The S&P 500 is in danger of a major crash in the event of a daily close below 3,000 points, warns Tone Vays as data shows Bitcoin is 95% correlated.
Bitcoin decoupling in jeopardy
BTC/USD dipped on June 25 as markets broadly lost on the back of fresh coronavirus infection worries.
Despite bullish news for Bitcoin this week, the largest cryptocurrency’s close correlation to stock markets returned to the spotlight as bearish pressure mounted. At press time, BTC/USD had staved off a dip below $9,000 to circle $9,200.
Theories had long claimed that Bitcoin was “decoupling” from macro influences until this week — despite data similarly showing the extent of correlation in particular with the S&P 500.
Along with the rise in infections, markets were also troubled by above-forecast unemployment data from the United States, Bloomberg reported on Thursday — 1.48 million weekly.
“Like I’ve been saying for months now, I have no reason to walk away from my prediction early in the year that Bitcoin is going to get stuck between $6,000 and $10,000 for the majority of this year.”
Bitcoin vs. S&P 500 3-month chart. Source: Skew
Vays eyes $7,000 BTC price floor
On a technical level, concerning for Vays was Bitcoin’s daily relative strength index (RSI), while the BitMEX funding rate, which typically runs contrary to market indicators, was flashing bullish on Thursday.
“Right now, the BitMEX funding rate is favoring the bulls, saying that traders on BitMEX are a little bit overzealous to the downside,” he continued.
The RSI breaking below a long-term trendline in June came at the same time as higher Bitcoin price levels compared to May — a notable divergence, says Vays.
Should bears win out, a potential low for BTC/USD should lie in the $7,000 zone, with an RSI of around 30, he added.
For stocks, the outlook was bleak — the absence of a firm support zone could send the S&P 500 crashing by 400 points, or 12%, in the event of a weak close.
Previously, different analysis warned that this month would set the scene for a mass stock market correction event.

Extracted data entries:
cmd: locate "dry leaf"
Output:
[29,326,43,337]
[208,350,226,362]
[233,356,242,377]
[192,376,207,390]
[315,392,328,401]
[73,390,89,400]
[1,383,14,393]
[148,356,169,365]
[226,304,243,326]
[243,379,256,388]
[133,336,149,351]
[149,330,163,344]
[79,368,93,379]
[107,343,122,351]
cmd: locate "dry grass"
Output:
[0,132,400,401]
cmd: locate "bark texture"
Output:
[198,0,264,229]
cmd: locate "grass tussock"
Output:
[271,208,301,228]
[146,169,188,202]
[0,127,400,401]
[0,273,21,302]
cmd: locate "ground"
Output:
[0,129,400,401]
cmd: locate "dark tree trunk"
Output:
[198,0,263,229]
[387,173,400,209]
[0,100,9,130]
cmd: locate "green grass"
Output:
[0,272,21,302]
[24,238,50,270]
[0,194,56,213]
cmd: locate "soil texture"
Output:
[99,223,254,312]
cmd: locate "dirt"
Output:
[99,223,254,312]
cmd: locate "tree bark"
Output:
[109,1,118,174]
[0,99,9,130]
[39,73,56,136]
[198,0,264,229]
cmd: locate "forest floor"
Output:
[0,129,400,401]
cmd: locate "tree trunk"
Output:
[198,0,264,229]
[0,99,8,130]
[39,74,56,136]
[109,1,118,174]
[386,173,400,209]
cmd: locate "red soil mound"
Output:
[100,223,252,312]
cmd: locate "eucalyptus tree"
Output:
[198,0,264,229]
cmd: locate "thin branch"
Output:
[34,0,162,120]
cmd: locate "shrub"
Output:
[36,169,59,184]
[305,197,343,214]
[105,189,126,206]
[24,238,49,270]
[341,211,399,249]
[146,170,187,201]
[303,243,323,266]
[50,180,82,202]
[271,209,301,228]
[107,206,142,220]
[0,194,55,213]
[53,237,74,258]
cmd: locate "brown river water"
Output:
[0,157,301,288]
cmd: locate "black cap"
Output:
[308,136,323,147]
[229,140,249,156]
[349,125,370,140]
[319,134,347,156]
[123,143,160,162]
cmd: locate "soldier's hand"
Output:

EXERCISE 1:
Answer these questions from the article on Bitcoin and the S&P 500.
(a) On what date did BTC/USD dip?
(b) What weekly unemployment figure from the United States did Bloomberg report?
(c) Where does Vays say a potential low for BTC/USD should lie if bears win out?
EXERCISE 2:
Decide whether each statement agrees with the article on Bitcoin and the S&P 500. Answer yes or no, and quote the words that decide it.
(a) At press time, BTC/USD had fallen below $9,000.
(b) The BitMEX funding rate was flashing bullish on Thursday.
(c) A weak close could send the S&P 500 down by 400 points.

RESPONSE AREA 1:
(a) June 25.
(b) 1.48 million weekly.
(c) In the $7,000 zone, with an RSI of around 30.

RESPONSE AREA 2:
(a) No: "BTC/USD had staved off a dip below $9,000 to circle $9,200."
(b) Yes: "the BitMEX funding rate, which typically runs contrary to market indicators, was flashing bullish on Thursday."
(c) Yes: "could send the S&P 500 crashing by 400 points, or 12%, in the event of a weak close."